In one word, describe your favorite type of student:

  • If I only have one word, I would try to sneak in smurious (smart and curious).

When it comes to grading, I think students would describe me as…

  • Tough, but fair. I think many students consider leadership and people skills to be easy topics. After my exams and during classroom discussion, they often realize that this is far from the truth. I truly think that dealing with people is the hardest, but most important, skill in business.


What are your hobbies?

  • Watching soccer (my favorite club is Borussia Dortmund and I also used to play for about 20 years) and football, listening to music, traveling, hiking, skiing, golf, and cooking.

How will you spend your summer?

  • I do not teach in the summer and that uninterrupted time is great for research; I will need to revise a couple of manuscripts for journal publication and advance a few projects. In addition, relaxing while hiking, grilling, and spending time with my wife and daughter.

Favorite place(s) to vacation:

  • Hawaii (I love Kauai and the Big Island) and Italy (Tuscany, Northern Italy). I also love going back home, which is the region around Cologne, Germany.

Favorite book(s):

  • I typically try to stay away from books that relate too much to my work when I read for pleasure. One thing I really look forward to is rereading Astrid Lindgren and Walter Moers books with my daughter.

What is currently your favorite movie and/or show and what is it about the film or program that you enjoy so much?

  • I enjoy watching Shameless because of the witty main characters. Superstore is another show that I have enjoyed because it highlights so many reasons why organizations are all about people.

What is your favorite type of music or artist(s) and why?

  • I have such a broad array of music I like. Hip hop mostly from the 90’s, pop, bluegrass, jazz, classical music, electronic music, and of course a lot of German music that I grew up with. I have a Spotify playlist that contains meaningful songs from my life. Currently, it has about 60 songs and continues to grow. But it is a high bar to get on that playlist.


If I had my way, the business school of the future would have much more of this…

  • I think a focus on basic knowledge and skills got somewhat lost. We mostly need to teach students critical thinking skills, reflection, perspective taking, etc. Smart people can easily teach themselves software, etc. Just spend a few hours online. Universities and business schools should not be trade schools.

In my opinion, companies and organizations today need to do a better job at…

  • Being honest about the challenges and possibilities that come with a diverse workforce. I see too much window-dressing and a lack of honest conversations and reflection about tough topics. In general, society needs to realize that few things are black and white, but rather, shades of grey.

I’m grateful for…

  • My family, my friends, my job and colleagues, and where I am today. I am the first one in my family to go to a university. I was raised by a single mom and also by my grandparents for parts of my life. I would have never imagined that I would be where I am at today and, for that, I am truly grateful. It was hard work.

Faculty, students, alumni, and/or administrators say:  

“I always liked the way he encouraged us to think critically. If there was a point he wanted to make clear, he wouldn’t just tell us, he would try to ask questions so that we would come to the conclusion. Also, if you answered a question he may press you for more like “how would that work?” Or “be more specific”.”

Exercise input>
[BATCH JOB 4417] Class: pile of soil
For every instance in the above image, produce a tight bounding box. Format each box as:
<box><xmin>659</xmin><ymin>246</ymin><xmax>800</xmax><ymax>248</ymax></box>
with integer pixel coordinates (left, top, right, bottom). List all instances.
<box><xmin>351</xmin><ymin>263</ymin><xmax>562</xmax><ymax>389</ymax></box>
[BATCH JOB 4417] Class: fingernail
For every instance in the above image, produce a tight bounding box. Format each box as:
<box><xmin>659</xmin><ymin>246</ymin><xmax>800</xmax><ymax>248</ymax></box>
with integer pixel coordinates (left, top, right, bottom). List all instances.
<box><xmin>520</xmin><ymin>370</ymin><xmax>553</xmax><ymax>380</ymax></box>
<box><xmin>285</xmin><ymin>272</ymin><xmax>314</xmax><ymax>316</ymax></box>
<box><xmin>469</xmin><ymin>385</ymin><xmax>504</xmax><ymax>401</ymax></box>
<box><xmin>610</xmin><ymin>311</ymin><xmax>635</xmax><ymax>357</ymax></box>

Tasks to carry out>
#1 In the rows, rewrite the lines from the line with "[BATCH JOB 4417] Class: fingernail" through the end of the rows, swapping "integer pixel coordinates" for "whole-number pixel coordinates" and leaving everything else untouched.
#2 Extend the faculty profile past its final sentence.
The rows and the faculty profile come from separate, unrelated sources.

Responses per task>
#1
[BATCH JOB 4417] Class: fingernail
For every instance in the above image, produce a tight bounding box. Format each box as:
<box><xmin>659</xmin><ymin>246</ymin><xmax>800</xmax><ymax>248</ymax></box>
with whole-number pixel coordinates (left, top, right, bottom). List all instances.
<box><xmin>520</xmin><ymin>370</ymin><xmax>553</xmax><ymax>380</ymax></box>
<box><xmin>285</xmin><ymin>272</ymin><xmax>314</xmax><ymax>316</ymax></box>
<box><xmin>469</xmin><ymin>385</ymin><xmax>504</xmax><ymax>401</ymax></box>
<box><xmin>610</xmin><ymin>311</ymin><xmax>635</xmax><ymax>357</ymax></box>

#2
“Since the first class I had with him, Dr. Dwertmann has positively impacted my educational experience more than any other professor at the university. (…) Dr. Dwertmann constantly encouraged me to step out my comfort zone. He believed in my ability to succeed and always challenged me, something that looking back on now I greatly appreciate.”

“As a naturally introverted person, I was never one to raise my hand in classes and much preferred to be a wallflower. I would complete all assignments and put my all into my work but when it came to class discussions, I did not speak up all the time. Dr. Dwertmann quickly caught onto this and soon I was being challenged to operate differently than what I was most comfortable with. He spoke with me about my participation and soon would call on me in just about every class to share my thoughts on daily topics and contribute to the discussions. He would provide positive feedback and let me, along with all my other classmates, know that our ideas were valuable. It fostered an environment where our class felt like one big team and we all felt comfortable to speak up.”

“I struggled with my transition into management and this course helped me to understand how to be a leader. I was told by a few of my peers about different tactics that never made sense to me until learning the material from this course. Every week I learned new ways to handle certain situations and now have a better relationship and communication style with my team.”

“This was my first Masters level course and it was a great start for me. Being a manager, the information in this course was extremely helpful for me to improve my leadership skills. The material and lectures really helped take it from information to application. Many of the topics were ones that I was able to use and implement as soon as we completed the module.”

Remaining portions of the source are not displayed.